Excerpt provided =
§ §

Once you have your objectives defined, determine how best to measure how you're doing at achieving them and ROI. Measuring the number of fans, followers, traffic and return visits are all metrics you want to watch because they give you a sense of usage and reach. But what they don't measure are member insights and depth of relationship the social web can give you, or the value of that.

To give you an example, I have been getting email questions since starting these efforts from a credit union about social media and the web, which have been great. They have helped to validate that there is interest and in discussing the ways credit unions can leverage the web, and they have given me insights into how at least one credit union is approaching it all. That dialogue helped to inspire this topic, and will influence CU Village's approach to providing services. Honestly, I don't know how you place ROI on those series of interactions, but I do know they have been of huge value to me. I look forward to getting more of those kind of interactions, especially those directly in our blog, Twitter or Facebook page, precisely because of the insights and relationships they give not just to me or CU Village, but to the community of credit unions that are participating.

For credit unions wanting to measure the ROI of their own social web efforts, I recommend looking to the member interactions you get and the insights you gain from them. Because measuring success for the social web is more like the way you would measure success from a focus group or survey than a direct mail campaign. The value comes from what you learn and act on.

Don't get me wrong, the social web is not all soft goals. Sales and marketing goals are critically important too. But if you get your member relationships right through better understanding of their needs, the natural outcome will be achieving your business goals.

For more information on measuring ROI, check out The ROI for Social Media Is Zero by Augustine Fou, chief digital officer of Omnicom's healthcare consultancy group, and How to Measure Social Media ROI for Business by Aaron Uhrmacher from Mashable.

§ §

Photo labels with bounding boxes =
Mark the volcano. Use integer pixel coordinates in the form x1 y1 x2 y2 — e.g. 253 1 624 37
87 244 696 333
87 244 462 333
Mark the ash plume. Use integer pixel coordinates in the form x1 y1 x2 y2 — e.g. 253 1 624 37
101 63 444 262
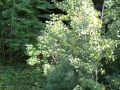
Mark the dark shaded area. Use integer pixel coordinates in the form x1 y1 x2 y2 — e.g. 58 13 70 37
92 0 104 11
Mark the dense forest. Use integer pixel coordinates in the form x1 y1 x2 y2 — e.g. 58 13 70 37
0 0 120 90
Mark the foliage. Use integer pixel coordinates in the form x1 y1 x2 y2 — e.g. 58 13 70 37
27 0 117 90
0 0 55 63
102 0 120 90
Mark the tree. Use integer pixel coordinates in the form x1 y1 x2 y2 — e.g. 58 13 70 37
0 0 55 63
27 0 116 90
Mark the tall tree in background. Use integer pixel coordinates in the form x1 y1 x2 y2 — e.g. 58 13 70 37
0 0 55 63
27 0 116 90
102 0 120 90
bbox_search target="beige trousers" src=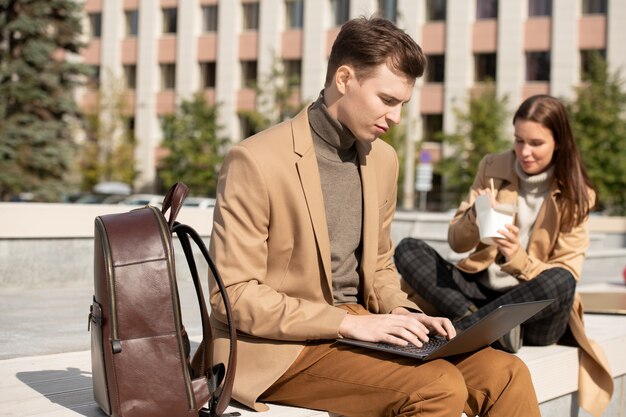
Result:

§ §

Given exercise 1 =
Revise the listing from the line containing "Mark the dense" through its end so that "foliage" becomes "greenery", with nothing else altered. Leave the pictures out of your answer.
Given exercise 2 =
Write what comes next in the piece on measuring social media ROI for credit unions, starting right after its last sentence.

Written response 1 =
Mark the dense forest. Use integer pixel coordinates in the form x1 y1 x2 y2 — e.g. 58 13 70 37
0 0 120 90
Mark the greenery. Use integer pixel coordinates in the form x1 y1 x2 y2 — e.g. 58 13 70 37
27 0 117 90
0 0 55 63
102 0 120 90
Mark the tree. Use integer pixel coordinates in the form x1 y1 x2 y2 — e.g. 58 13 70 37
0 0 55 63
27 0 116 90
Mark the tall tree in background. Use integer pixel coordinates in the form x1 y1 x2 y2 — e.g. 58 13 70 37
0 0 55 63
27 0 116 90
102 0 120 90
bbox_search target="beige trousers" src=
Result:

Written response 2 =
Sunday, April 5, 2009

Social Web: The Technology

This is the third in a series of blog posts laying out CU Village's plan for using the social web. In the first two posts I talked about the people we want to reach, our objectives and our strategies. In this post, the last in the series, I'll hit on the technologies we'll be using, for what purpose and why.

Technology

Purpose

Why

Twitter

Stream of ideas, resources, trends and topics of interest related to web strategy and execution. Also, share quick updates on CU Village initiatives, accomplishments and promotions.

In response to customer focus group input for CU Village to help clients keep on top of web innovations and ideas. Our Twitter feeds focus on the best-of-the-best provided in bite-size chunks.

Blogger

Thought leadership, best practices and big idea promotion.

In response to customer requests for insights and resources that can be used to perform better and help credit unions continue to innovate. If Twitter is a raw feed of ideas, our blog is the place we provide analysis, context and guidance

Facebook

Relationship building and sharing of the more visual and design oriented aspects of what we do.

Because many of our clients cannot access Facebook at work, this one is a bit tricky. But like Twitter, it is a great place to share ideas with a network of people that have something in common. We hope that our "fans" will use our fan page as a place to network with us, each other and share ideas of their own. Dell's social media Facebook page is a good example of a successful community in action.

YouTube

Educational videos and showcase of our multimedia work.

Still very much in the early-stages, but we do a lot of great video and multimedia (see http://mcul.cubetvonline.com, which is technology we developed and videos we produce). YouTube is a great place to distribute media because of its large audience and reach.

LinkedIn

Company information

Maintain a presence and be part of a large audience of networked professionals.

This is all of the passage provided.